> The task:
Everything from the line containing "the tree trunk and record integer pixel coordinates." down to the last line of the entries below must be transcribed exactly, and nothing else.

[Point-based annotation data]
▬▬▬

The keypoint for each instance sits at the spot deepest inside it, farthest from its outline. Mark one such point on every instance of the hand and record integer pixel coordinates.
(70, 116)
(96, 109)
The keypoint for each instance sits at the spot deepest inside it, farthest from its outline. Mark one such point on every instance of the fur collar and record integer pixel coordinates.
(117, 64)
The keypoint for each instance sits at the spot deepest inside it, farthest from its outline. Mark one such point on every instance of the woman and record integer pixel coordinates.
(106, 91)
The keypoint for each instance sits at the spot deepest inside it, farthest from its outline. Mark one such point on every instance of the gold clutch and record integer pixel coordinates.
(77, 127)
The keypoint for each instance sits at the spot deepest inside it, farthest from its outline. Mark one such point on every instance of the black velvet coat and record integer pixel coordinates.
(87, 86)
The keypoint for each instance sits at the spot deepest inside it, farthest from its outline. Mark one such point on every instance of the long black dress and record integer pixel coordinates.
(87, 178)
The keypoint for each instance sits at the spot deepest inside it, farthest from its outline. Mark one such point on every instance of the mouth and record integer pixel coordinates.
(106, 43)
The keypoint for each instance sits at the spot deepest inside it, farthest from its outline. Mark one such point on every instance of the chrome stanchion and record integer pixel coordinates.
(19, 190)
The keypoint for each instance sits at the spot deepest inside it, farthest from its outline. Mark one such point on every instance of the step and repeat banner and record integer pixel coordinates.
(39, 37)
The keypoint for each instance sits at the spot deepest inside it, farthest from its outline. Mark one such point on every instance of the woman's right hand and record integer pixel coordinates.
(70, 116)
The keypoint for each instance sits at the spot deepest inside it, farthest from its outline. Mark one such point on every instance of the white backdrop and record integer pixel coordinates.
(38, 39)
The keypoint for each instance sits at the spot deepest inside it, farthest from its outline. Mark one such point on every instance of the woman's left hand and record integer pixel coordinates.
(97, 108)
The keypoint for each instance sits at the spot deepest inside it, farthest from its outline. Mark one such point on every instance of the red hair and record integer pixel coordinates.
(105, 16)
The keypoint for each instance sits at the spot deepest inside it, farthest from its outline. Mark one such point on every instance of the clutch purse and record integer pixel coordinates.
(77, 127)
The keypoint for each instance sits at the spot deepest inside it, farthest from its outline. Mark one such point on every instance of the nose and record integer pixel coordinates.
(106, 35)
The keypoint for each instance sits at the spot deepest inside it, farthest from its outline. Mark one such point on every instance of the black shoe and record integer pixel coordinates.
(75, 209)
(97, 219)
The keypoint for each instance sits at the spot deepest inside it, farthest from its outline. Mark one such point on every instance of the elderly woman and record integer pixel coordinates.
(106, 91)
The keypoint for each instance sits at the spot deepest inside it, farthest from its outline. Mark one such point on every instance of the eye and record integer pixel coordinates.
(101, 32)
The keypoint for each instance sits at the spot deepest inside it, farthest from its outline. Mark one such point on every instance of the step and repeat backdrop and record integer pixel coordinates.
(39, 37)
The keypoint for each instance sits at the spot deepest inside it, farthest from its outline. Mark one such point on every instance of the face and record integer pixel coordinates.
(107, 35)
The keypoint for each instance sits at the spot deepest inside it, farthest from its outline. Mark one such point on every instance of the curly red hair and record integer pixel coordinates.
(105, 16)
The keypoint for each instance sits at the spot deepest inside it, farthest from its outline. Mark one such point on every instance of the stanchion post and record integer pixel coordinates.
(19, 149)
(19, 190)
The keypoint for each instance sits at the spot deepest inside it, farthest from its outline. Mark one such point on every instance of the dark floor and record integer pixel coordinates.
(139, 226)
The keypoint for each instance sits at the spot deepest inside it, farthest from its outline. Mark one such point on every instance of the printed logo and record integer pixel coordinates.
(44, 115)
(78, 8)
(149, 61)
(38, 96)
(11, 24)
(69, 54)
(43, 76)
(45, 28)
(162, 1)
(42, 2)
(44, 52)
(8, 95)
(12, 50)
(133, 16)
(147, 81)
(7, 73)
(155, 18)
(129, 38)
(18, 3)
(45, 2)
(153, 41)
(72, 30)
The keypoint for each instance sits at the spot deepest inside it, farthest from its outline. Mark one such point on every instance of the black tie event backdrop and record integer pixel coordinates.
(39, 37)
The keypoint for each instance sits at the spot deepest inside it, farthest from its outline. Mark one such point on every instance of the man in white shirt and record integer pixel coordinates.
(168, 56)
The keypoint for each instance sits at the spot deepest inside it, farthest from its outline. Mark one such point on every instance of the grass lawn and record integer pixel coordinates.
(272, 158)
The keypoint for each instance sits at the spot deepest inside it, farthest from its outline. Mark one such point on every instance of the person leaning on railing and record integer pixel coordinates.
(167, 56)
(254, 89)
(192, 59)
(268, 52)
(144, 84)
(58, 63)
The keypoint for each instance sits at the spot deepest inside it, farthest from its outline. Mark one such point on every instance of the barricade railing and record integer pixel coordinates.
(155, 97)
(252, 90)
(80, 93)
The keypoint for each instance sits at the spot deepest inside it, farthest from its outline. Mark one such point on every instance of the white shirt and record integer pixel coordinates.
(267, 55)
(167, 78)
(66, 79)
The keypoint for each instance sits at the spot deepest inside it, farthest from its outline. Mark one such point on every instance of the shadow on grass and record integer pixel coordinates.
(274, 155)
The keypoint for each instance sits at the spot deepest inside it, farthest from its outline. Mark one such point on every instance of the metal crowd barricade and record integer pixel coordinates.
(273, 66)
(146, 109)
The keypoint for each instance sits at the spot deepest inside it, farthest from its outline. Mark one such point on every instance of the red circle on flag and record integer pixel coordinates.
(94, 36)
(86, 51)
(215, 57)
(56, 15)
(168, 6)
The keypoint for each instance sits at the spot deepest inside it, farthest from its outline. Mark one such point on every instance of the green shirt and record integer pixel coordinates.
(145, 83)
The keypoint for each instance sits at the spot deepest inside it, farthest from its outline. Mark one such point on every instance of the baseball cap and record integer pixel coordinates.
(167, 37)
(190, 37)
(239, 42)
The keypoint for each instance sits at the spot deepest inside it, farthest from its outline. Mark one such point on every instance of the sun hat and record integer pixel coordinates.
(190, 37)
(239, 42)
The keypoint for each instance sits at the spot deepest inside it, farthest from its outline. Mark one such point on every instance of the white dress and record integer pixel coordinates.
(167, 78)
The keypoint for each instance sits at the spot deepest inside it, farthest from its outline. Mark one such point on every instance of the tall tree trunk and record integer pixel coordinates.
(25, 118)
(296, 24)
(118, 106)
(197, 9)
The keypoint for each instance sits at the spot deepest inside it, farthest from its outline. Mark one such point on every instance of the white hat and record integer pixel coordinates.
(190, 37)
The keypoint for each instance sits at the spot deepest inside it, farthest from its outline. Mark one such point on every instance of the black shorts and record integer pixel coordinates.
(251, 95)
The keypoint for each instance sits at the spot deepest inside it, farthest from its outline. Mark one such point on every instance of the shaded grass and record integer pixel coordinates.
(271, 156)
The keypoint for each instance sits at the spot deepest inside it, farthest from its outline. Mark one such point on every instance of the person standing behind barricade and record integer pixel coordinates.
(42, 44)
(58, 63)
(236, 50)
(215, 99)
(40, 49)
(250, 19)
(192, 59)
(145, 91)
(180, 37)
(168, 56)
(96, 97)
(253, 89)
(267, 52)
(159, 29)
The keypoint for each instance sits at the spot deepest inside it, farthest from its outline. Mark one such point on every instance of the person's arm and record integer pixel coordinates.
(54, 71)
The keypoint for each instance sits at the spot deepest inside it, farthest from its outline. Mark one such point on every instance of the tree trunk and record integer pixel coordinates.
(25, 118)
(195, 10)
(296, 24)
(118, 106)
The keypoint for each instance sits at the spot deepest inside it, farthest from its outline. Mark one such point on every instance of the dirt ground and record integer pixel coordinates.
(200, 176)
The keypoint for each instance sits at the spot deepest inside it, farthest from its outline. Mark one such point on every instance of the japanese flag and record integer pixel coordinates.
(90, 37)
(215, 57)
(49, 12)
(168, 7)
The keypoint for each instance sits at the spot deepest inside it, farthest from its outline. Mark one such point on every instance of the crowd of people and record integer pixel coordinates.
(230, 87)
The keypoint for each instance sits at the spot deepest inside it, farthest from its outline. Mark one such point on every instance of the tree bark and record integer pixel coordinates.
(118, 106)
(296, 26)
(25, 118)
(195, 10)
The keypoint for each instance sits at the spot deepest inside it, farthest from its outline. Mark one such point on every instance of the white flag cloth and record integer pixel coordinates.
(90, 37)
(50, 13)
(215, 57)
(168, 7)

▬▬▬

> Task output:
The keypoint for each instance sits at the spot deepest inside it, farthest from its outline. Mark one such point on every instance of the tree trunk and record integer pixel coordinates.
(25, 118)
(195, 10)
(296, 24)
(118, 106)
The keypoint for each instance sits at the spot deepest inside it, farthest from its outline. Mark one such point on every instance of the dirt ground and record integer pixel coordinates.
(200, 176)
The keypoint for each instance sits at the spot deepest inside it, farthest from its outline. Mark one such point on every instance of the japanese flag and record integer pixel coordinates.
(90, 37)
(215, 57)
(49, 12)
(168, 7)
The keypoint for each instance sits at the spot deepest inside it, farthest from its outline. Mark one such point on every instance of the crowd of people and record integer pixel coordinates.
(230, 87)
The keypoint for each instance sits at the spot deepest inside it, farthest from its outline. Mark one such point on every instance of the tree bark and record integer pixel coordinates.
(118, 106)
(296, 26)
(25, 118)
(195, 10)
The keypoint for each instance sits at the spot deepest inside it, farthest from its outline. Mark one such point on every instance of the white flag cloth and record integer pixel coordinates.
(90, 37)
(50, 13)
(215, 57)
(168, 7)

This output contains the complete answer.